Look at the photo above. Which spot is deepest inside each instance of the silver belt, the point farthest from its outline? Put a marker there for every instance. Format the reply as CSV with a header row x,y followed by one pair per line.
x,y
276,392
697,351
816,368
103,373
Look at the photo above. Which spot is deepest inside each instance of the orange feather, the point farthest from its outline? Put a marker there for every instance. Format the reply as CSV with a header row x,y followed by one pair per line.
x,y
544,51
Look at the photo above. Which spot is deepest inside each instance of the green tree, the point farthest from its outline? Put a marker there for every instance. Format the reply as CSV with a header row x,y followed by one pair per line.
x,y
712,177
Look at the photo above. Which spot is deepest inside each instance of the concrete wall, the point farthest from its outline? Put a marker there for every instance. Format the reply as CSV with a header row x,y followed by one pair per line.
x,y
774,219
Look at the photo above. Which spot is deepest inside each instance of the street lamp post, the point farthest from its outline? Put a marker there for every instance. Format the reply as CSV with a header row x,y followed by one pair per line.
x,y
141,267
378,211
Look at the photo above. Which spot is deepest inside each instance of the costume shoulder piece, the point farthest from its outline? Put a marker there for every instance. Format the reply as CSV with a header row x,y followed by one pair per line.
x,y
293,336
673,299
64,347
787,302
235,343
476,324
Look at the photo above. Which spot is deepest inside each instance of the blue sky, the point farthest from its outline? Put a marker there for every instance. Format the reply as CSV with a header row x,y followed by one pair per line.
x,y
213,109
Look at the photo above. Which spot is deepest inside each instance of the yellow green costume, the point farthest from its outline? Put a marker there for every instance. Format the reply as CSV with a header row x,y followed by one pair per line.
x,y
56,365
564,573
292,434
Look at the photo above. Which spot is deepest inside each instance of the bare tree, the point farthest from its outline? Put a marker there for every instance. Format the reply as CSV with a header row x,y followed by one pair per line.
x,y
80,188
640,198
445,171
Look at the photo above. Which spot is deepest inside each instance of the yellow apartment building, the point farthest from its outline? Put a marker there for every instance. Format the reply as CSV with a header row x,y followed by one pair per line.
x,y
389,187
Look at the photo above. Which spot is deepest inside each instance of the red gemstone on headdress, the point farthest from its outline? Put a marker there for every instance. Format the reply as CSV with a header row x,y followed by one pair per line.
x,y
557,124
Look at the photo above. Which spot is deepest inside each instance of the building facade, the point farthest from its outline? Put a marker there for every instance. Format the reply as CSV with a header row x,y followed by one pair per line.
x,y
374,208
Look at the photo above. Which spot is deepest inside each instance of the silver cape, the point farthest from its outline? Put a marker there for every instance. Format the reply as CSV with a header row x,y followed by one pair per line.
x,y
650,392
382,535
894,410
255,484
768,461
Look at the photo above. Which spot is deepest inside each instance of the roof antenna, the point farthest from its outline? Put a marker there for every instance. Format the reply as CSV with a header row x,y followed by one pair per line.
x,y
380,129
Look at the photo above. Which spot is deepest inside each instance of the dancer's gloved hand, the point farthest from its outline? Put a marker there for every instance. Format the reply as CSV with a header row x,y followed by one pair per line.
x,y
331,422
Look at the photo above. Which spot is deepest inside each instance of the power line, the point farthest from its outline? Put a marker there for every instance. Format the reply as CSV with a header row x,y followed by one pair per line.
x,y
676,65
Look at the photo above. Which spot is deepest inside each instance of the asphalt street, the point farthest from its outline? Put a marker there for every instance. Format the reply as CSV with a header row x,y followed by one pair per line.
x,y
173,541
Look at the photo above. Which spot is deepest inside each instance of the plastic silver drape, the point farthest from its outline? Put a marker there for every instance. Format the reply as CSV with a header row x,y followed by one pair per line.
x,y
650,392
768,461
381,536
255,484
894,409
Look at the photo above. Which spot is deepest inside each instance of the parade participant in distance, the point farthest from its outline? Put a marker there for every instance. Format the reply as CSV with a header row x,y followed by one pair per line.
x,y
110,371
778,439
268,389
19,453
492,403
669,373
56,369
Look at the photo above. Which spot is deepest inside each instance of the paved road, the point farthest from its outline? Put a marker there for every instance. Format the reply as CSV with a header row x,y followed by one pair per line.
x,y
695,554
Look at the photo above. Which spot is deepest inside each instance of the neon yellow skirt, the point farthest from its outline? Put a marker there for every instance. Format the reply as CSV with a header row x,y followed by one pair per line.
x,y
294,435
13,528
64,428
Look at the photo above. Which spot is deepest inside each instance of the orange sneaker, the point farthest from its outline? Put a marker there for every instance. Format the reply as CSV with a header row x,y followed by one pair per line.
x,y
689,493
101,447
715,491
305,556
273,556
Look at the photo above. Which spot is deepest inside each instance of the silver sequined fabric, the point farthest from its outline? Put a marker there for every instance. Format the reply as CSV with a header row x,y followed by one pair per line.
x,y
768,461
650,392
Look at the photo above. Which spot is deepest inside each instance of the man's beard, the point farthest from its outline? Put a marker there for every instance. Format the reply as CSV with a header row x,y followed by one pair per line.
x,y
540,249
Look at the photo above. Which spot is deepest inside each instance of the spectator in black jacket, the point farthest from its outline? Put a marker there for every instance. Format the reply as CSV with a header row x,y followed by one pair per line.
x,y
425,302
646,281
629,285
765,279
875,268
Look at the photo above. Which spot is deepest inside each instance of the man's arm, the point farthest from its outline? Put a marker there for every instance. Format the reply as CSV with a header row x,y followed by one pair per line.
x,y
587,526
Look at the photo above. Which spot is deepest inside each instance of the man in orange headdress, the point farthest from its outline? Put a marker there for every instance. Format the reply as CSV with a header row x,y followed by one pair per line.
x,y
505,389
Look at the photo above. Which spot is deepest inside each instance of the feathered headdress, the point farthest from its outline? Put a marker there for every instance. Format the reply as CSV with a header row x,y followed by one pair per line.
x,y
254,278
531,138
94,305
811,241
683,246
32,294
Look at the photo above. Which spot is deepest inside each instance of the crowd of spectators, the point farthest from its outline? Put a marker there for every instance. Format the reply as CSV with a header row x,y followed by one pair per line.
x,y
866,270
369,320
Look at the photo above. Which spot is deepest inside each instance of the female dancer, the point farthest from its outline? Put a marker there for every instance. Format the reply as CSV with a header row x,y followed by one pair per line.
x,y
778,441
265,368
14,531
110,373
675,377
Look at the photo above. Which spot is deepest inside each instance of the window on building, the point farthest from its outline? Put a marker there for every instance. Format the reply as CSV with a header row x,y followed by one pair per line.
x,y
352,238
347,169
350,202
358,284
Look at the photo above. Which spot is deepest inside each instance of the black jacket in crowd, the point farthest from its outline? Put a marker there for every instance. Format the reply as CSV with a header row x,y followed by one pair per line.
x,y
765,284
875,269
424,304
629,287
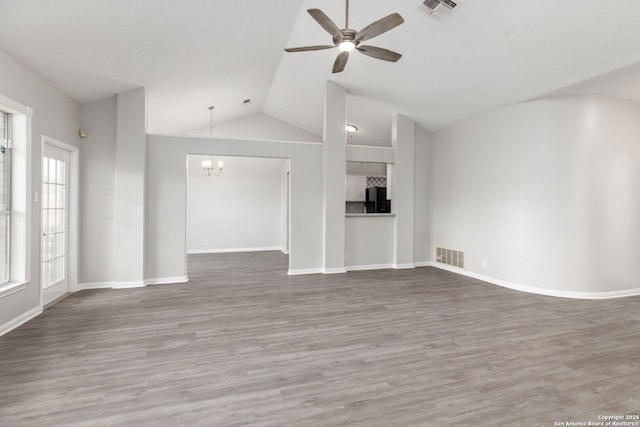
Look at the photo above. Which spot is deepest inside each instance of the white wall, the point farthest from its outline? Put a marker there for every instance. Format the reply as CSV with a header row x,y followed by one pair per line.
x,y
546,193
369,242
98,193
422,196
239,210
56,116
165,224
257,126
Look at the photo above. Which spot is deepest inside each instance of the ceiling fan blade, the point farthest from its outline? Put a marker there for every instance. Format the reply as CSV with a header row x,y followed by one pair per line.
x,y
379,53
326,23
341,61
307,48
380,26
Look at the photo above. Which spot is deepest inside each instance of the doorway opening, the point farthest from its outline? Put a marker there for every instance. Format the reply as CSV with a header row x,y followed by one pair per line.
x,y
240,210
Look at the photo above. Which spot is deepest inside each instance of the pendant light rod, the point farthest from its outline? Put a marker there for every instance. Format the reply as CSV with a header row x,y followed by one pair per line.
x,y
211,120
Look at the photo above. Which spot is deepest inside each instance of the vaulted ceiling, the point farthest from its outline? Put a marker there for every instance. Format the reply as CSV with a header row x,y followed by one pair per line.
x,y
190,54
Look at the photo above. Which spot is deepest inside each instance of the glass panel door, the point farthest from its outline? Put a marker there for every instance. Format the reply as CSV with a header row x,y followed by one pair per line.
x,y
54,222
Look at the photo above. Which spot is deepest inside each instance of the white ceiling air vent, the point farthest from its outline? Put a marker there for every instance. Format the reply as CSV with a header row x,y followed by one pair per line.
x,y
439,9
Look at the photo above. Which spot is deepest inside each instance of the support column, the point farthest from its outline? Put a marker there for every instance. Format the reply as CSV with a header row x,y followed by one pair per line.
x,y
335,175
131,123
402,186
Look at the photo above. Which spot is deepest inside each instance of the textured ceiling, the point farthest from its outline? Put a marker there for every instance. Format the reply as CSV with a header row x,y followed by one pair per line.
x,y
194,53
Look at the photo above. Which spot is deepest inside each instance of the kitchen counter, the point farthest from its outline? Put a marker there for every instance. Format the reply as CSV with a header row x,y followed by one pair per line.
x,y
371,214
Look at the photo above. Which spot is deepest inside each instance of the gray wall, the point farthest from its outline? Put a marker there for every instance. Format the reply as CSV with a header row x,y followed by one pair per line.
x,y
543,194
98,189
240,209
166,198
54,115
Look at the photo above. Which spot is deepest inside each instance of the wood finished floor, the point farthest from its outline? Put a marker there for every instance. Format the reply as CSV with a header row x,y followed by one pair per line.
x,y
245,344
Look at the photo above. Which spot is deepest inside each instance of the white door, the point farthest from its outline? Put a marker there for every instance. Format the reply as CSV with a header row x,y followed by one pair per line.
x,y
55,223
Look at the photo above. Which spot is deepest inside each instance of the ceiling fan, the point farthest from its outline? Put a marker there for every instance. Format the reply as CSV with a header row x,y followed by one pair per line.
x,y
348,39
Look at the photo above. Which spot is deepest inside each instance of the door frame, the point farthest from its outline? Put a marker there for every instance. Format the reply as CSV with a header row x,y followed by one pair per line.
x,y
73,192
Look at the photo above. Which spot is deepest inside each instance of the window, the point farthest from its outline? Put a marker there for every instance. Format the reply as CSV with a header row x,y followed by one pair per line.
x,y
5,195
15,188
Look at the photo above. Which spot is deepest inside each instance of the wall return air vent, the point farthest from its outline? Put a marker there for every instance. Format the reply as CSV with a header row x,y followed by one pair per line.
x,y
450,257
439,9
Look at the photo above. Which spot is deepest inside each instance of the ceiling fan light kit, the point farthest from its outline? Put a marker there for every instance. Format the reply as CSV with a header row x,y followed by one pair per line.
x,y
348,40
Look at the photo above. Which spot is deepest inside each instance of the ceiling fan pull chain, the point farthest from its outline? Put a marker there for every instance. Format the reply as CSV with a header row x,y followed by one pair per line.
x,y
347,19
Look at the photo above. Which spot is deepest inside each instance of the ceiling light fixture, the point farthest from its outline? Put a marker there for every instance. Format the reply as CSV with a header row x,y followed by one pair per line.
x,y
207,165
347,46
209,169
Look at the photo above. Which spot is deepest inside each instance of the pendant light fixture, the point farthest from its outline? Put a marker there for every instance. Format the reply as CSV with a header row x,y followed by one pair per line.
x,y
208,165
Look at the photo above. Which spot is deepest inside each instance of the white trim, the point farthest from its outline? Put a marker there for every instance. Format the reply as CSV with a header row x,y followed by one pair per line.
x,y
167,280
423,264
304,271
540,291
127,285
96,285
11,288
73,210
368,267
20,320
334,270
404,266
220,251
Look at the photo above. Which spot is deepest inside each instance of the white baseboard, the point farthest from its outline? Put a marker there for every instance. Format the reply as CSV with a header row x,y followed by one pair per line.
x,y
222,251
339,270
20,320
303,271
369,267
96,285
423,264
167,280
404,266
12,289
539,291
128,285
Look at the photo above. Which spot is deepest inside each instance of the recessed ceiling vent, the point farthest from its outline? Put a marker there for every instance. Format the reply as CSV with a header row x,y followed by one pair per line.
x,y
439,9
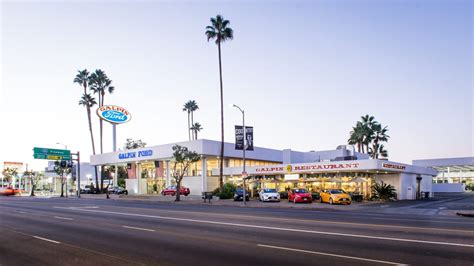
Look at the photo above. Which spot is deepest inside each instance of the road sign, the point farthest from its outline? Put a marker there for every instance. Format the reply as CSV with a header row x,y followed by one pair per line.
x,y
51,154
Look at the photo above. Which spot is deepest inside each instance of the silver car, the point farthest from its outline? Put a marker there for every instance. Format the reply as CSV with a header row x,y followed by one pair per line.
x,y
269,194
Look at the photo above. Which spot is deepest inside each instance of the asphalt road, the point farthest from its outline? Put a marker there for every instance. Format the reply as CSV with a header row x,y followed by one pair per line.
x,y
55,231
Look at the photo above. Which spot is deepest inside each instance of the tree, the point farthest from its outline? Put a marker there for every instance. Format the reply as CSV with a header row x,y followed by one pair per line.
x,y
220,31
134,144
187,108
34,177
62,168
88,101
9,173
195,129
367,135
383,191
100,84
182,159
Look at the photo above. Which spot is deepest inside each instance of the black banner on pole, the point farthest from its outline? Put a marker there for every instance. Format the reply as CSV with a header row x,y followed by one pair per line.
x,y
249,138
239,138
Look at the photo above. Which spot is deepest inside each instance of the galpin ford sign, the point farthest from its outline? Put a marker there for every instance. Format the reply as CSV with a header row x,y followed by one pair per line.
x,y
114,114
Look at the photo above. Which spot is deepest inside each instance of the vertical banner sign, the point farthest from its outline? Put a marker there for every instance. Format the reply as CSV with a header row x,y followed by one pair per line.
x,y
249,138
239,138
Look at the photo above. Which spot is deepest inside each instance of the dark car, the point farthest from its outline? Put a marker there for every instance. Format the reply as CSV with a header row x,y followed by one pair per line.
x,y
239,194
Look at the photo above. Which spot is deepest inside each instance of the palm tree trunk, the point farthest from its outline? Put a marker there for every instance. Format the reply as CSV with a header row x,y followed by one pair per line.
x,y
221,162
101,147
189,128
93,144
192,123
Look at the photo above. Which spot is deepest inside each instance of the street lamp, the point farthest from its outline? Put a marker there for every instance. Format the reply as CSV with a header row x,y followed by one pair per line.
x,y
244,174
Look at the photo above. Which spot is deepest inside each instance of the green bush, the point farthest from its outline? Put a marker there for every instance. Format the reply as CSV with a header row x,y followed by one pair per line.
x,y
227,191
383,191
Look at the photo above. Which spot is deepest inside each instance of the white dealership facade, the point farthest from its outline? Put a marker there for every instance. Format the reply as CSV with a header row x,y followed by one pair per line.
x,y
149,169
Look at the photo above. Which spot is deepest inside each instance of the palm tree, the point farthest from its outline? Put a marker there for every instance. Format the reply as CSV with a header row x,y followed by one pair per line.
x,y
88,101
100,84
368,123
220,31
83,79
357,136
380,135
196,128
193,107
187,108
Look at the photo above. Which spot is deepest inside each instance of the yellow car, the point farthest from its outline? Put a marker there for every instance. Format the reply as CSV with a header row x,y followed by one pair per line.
x,y
333,196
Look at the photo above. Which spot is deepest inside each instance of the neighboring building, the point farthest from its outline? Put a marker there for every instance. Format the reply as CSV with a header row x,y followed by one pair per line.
x,y
267,168
454,174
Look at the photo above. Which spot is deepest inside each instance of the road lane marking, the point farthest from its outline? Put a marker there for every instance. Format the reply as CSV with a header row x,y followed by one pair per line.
x,y
138,228
63,218
329,254
280,228
45,239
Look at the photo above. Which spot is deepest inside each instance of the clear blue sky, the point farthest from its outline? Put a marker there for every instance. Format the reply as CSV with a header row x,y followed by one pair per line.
x,y
304,72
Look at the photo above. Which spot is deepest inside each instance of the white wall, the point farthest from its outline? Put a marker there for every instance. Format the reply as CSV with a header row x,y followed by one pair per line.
x,y
445,187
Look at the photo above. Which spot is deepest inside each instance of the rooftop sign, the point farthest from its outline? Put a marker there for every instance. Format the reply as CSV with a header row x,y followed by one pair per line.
x,y
114,114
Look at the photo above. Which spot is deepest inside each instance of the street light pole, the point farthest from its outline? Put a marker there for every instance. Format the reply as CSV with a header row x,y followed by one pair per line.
x,y
244,173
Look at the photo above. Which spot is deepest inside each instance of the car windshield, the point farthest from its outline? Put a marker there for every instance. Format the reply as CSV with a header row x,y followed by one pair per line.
x,y
301,190
269,190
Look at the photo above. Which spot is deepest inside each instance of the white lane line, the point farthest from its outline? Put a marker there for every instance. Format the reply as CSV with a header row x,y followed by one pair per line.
x,y
138,228
330,254
63,218
45,239
281,228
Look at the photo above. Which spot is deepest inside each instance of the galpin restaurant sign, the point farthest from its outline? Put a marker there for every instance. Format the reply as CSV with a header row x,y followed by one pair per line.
x,y
114,114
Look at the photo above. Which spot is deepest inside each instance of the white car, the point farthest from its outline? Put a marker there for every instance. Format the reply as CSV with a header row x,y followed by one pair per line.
x,y
269,194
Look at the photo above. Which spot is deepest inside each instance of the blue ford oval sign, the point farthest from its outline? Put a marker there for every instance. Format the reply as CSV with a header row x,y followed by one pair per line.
x,y
114,114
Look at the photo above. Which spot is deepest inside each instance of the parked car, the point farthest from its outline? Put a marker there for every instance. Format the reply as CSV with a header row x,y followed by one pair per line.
x,y
268,194
299,195
239,194
119,191
8,191
333,196
172,191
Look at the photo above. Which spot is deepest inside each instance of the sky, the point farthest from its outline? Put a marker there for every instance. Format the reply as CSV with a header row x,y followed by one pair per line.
x,y
303,71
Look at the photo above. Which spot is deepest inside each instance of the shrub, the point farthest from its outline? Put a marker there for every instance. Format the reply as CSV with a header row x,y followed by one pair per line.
x,y
227,191
383,191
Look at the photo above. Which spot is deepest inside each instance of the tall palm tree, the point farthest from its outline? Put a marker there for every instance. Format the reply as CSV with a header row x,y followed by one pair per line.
x,y
82,79
380,135
220,31
194,107
188,106
196,128
100,84
357,136
88,101
368,123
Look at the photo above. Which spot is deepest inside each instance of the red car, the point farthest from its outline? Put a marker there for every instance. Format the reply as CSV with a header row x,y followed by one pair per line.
x,y
299,195
8,191
172,191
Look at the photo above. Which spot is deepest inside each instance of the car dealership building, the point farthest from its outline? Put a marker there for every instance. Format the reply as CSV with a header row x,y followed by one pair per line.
x,y
149,169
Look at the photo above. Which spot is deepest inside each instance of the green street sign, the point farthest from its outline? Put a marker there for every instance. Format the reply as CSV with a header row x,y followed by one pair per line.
x,y
51,154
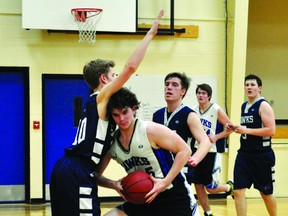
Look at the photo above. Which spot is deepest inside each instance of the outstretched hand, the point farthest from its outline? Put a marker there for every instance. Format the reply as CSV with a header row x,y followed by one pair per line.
x,y
156,23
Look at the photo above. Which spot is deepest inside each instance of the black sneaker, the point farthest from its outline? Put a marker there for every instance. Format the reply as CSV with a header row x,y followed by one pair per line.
x,y
231,191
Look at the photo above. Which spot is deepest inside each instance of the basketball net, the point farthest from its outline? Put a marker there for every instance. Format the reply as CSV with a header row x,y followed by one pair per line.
x,y
87,19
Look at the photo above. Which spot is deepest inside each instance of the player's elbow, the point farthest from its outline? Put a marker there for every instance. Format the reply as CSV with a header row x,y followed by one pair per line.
x,y
131,67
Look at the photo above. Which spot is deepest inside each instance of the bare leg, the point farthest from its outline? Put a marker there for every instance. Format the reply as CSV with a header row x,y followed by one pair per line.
x,y
270,203
202,197
240,202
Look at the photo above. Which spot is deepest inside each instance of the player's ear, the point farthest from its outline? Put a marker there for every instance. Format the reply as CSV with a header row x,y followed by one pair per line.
x,y
103,78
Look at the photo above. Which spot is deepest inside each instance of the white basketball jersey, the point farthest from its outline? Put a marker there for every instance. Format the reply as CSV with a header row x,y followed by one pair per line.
x,y
141,156
209,121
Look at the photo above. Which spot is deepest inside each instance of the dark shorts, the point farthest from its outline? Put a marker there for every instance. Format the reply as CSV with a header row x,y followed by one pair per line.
x,y
175,201
72,190
257,169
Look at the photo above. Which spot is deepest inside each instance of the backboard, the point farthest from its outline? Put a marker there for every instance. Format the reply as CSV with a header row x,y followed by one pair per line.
x,y
117,16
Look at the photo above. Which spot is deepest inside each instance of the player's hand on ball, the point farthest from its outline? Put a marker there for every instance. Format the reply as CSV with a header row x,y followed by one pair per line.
x,y
193,161
159,186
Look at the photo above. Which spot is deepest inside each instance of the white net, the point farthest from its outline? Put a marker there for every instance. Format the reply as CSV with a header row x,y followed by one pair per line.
x,y
87,19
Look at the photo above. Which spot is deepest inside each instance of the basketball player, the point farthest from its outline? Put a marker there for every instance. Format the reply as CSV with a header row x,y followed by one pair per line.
x,y
73,191
147,146
213,119
255,160
180,118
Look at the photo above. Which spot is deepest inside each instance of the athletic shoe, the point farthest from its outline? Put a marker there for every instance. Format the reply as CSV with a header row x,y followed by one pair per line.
x,y
231,191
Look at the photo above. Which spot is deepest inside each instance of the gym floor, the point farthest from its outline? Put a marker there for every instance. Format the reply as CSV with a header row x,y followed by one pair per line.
x,y
225,207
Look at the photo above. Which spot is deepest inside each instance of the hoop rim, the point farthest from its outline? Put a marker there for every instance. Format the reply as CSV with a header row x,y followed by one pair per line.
x,y
86,10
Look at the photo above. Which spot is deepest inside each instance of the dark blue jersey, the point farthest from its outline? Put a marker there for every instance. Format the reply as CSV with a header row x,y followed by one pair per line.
x,y
251,119
94,136
177,122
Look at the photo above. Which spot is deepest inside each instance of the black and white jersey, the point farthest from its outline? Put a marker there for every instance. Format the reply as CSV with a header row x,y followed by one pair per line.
x,y
251,119
94,136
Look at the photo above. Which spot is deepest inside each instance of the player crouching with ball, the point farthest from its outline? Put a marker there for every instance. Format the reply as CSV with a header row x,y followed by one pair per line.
x,y
146,146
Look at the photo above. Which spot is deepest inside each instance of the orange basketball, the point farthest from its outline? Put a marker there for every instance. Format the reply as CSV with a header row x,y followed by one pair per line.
x,y
135,187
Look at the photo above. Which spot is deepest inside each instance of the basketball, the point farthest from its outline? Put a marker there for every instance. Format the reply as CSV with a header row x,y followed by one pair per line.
x,y
135,187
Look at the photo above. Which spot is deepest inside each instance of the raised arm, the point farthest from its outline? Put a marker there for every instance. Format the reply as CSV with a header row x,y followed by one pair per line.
x,y
130,67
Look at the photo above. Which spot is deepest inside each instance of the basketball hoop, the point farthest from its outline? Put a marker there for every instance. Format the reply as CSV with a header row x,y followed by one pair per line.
x,y
87,19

* * *

Leaving out every line before the one with "the basketball, the", print the rest of the listing above exactly, through its final line.

Look at the photo above. Which spot is deepest inside each instance of the basketball, the point farthest from its outline? Put a marker there for every instance. Format the reply as CSV with a header row x,y followed by one pair per line.
x,y
135,187
Look at the photo above. Which spot is deepest inside each instance of the raised arm, the point farthest from its outline? Put a marker there for every instance. Format the reply as CSV with a header row x,y followed by one pair per line.
x,y
130,67
Look at the photo above. Which spot is deepest inside each instance of the basketball hoop, the point farthest from its outline? Put a marker there for every instance. Format the reply as CSV with a header row x,y followed by one pair per line.
x,y
87,19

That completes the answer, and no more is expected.